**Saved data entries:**

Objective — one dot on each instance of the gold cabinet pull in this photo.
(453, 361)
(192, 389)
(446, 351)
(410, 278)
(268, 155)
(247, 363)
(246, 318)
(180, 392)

**Task goal:**
Rewrite the rows above, substituting "drawer handle" for "cabinet pull" and leaving everything else the same.

**Exercise response:**
Objective — one dot on each instance of the gold drawer handle in this photo.
(453, 361)
(192, 389)
(446, 351)
(410, 278)
(268, 155)
(247, 363)
(246, 318)
(180, 392)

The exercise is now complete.